Within the entries that follow, show each line where the word "below" occurs.

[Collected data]
• • • • •

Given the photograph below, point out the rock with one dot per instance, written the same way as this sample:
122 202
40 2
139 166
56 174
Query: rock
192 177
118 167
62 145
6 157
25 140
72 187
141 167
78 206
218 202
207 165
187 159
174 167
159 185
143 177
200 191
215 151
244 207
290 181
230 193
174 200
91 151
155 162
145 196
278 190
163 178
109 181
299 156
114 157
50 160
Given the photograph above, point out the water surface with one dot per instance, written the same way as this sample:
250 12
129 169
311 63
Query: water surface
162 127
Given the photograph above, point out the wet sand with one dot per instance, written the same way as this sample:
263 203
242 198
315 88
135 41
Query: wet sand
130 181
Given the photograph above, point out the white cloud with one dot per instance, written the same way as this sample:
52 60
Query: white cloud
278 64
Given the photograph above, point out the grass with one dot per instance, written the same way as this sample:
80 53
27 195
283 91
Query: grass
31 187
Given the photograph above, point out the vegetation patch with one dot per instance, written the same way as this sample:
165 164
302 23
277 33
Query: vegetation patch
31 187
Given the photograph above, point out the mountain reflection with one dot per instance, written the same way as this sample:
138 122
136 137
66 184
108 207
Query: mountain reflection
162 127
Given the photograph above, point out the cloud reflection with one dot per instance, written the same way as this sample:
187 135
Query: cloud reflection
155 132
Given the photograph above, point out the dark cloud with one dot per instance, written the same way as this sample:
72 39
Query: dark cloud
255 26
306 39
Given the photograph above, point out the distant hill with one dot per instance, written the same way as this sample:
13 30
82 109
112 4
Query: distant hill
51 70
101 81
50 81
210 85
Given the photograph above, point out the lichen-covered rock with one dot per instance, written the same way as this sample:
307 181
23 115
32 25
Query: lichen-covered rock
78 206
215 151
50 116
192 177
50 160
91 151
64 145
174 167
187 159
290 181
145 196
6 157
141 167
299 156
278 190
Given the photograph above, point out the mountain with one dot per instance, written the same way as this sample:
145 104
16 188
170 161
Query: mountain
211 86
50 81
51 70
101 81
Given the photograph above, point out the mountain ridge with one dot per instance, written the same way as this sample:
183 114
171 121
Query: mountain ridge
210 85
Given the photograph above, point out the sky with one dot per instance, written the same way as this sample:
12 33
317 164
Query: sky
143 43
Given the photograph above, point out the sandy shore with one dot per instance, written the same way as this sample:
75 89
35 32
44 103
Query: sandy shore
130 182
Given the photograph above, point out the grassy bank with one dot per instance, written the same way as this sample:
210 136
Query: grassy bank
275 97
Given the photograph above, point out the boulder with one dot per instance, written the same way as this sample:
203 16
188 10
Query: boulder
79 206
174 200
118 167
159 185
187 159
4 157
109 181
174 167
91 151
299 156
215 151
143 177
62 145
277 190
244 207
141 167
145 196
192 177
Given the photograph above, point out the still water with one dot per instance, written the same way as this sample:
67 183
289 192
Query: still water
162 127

• • • • •

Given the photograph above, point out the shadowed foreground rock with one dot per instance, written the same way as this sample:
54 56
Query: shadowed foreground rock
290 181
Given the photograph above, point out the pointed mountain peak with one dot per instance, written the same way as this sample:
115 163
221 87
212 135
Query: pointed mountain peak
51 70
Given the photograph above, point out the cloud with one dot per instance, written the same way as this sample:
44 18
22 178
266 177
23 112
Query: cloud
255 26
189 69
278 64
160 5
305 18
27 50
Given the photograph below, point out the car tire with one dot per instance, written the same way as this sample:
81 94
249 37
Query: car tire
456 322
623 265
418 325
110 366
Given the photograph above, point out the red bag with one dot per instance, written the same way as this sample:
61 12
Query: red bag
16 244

• • • • •

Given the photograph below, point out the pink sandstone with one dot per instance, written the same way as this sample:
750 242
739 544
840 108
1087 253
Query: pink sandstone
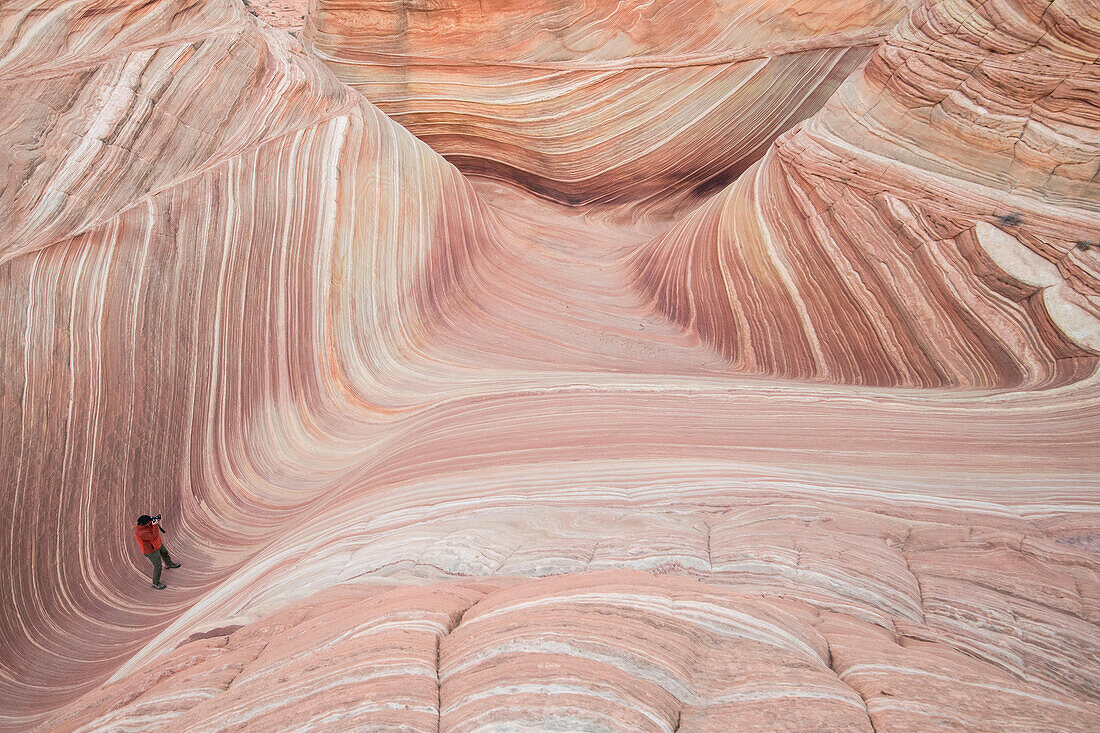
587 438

• • • • •

* _Solution_:
Given the photograph below, point out the rock with one dot per instance, written the same way as this sample:
Given the photograph below, point out the car tire with one dot per instance, written the same way as this sample:
Given the photograph below, point out the pink sandstone with one dot per instance, written the same way as this sample:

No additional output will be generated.